#### [MATERIAL SHOWN]
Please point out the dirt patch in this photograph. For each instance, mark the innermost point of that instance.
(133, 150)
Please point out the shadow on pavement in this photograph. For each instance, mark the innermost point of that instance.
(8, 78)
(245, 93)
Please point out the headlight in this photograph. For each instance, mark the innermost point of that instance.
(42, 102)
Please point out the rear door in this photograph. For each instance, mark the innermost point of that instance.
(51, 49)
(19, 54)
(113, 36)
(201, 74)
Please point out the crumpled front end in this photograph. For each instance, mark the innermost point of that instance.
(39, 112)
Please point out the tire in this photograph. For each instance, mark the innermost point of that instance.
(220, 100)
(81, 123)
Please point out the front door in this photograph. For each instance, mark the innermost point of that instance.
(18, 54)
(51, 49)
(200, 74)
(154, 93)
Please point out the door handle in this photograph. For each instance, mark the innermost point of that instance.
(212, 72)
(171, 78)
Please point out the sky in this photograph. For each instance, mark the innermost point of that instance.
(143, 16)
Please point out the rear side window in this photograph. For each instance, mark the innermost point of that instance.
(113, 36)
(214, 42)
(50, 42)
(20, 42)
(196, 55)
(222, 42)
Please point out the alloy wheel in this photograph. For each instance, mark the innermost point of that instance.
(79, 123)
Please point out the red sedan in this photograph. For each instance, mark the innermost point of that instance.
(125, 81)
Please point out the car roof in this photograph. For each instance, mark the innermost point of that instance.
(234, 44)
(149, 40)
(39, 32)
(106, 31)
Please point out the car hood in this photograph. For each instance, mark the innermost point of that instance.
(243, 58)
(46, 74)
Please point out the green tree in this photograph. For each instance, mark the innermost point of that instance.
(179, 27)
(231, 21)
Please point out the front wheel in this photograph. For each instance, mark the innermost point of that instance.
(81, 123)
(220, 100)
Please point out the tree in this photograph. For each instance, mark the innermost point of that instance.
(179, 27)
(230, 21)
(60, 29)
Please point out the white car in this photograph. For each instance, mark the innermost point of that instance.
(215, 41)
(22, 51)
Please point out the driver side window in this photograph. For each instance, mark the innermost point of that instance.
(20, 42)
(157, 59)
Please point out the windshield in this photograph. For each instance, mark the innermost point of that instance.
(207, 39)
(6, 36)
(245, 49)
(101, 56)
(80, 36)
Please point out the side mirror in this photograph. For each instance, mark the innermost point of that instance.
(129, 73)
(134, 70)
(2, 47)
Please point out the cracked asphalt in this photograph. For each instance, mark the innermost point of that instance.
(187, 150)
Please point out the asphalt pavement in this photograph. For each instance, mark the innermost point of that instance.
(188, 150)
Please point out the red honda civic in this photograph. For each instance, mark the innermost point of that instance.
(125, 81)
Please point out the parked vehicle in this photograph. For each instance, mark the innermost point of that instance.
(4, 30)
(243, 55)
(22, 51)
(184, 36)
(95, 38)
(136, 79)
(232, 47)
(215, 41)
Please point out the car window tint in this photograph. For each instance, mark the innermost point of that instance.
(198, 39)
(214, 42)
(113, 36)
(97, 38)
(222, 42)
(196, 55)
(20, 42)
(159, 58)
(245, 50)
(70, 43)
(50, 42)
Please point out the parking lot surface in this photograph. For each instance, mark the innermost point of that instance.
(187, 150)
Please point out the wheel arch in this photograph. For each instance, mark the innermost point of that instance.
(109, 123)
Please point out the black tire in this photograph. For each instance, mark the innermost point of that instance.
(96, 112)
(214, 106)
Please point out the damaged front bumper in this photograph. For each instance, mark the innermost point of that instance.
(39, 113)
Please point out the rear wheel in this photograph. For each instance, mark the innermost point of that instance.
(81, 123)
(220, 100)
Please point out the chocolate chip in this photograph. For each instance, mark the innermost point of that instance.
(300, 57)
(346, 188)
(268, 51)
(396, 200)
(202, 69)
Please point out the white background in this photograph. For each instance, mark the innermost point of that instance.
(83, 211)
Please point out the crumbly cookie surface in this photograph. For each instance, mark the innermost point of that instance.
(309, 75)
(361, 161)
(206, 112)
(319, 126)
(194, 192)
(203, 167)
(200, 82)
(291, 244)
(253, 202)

#### [DESCRIPTION OF THE TASK]
Can you quote exactly the lines from the one containing "Please point out the cracked" through the last line of the records above, and nothing else?

#### [RESULT]
Please point out the cracked asphalt in this photograph. For each instance, mark the innermost point of that instance.
(187, 150)
Please point out the asphalt pavement in this photograph. For each instance, mark the innermost point of that instance.
(188, 150)
Please point out the red honda civic in this photograph. For each instance, mark the innermost point of that instance.
(125, 81)
Please point out the parked vehicle in this photograph. For each instance, mark the innermost point of that instance.
(4, 30)
(243, 55)
(22, 51)
(184, 36)
(95, 38)
(136, 79)
(232, 47)
(215, 41)
Please point out the car window tint in this photograph. For each instance, mark the innermost point of that instance.
(198, 39)
(214, 42)
(113, 36)
(97, 38)
(222, 42)
(196, 55)
(20, 42)
(159, 58)
(245, 50)
(70, 43)
(50, 42)
Please point out the parking lot surface in this photograph. For each instance, mark the innermost point of that instance.
(187, 150)
Please point out the wheel arch in this photograph. For each instance, mark the innermost point of that instance.
(109, 123)
Please point out the black tire in this photograph. For each instance, mark the innermost point of that instance.
(96, 112)
(214, 106)
Please point out the damaged front bumper in this photograph. For each instance, mark the innermost point of that instance.
(39, 113)
Please point out the rear wheel in this photograph. For each instance, mark the innermost point of that instance.
(81, 123)
(220, 100)
Please point out the chocolate chip in this photograph. For each instance, mark the innermost point of that instance.
(300, 57)
(346, 188)
(268, 51)
(396, 200)
(202, 69)
Please point out the white background in this photograph. For each instance, mark the innermost point of that instance.
(83, 211)
Please point out the crumbly cookie surface in this photograph. For each instance, mark the innermost point of that instance.
(309, 75)
(361, 161)
(206, 112)
(319, 126)
(194, 192)
(203, 167)
(200, 82)
(291, 244)
(253, 202)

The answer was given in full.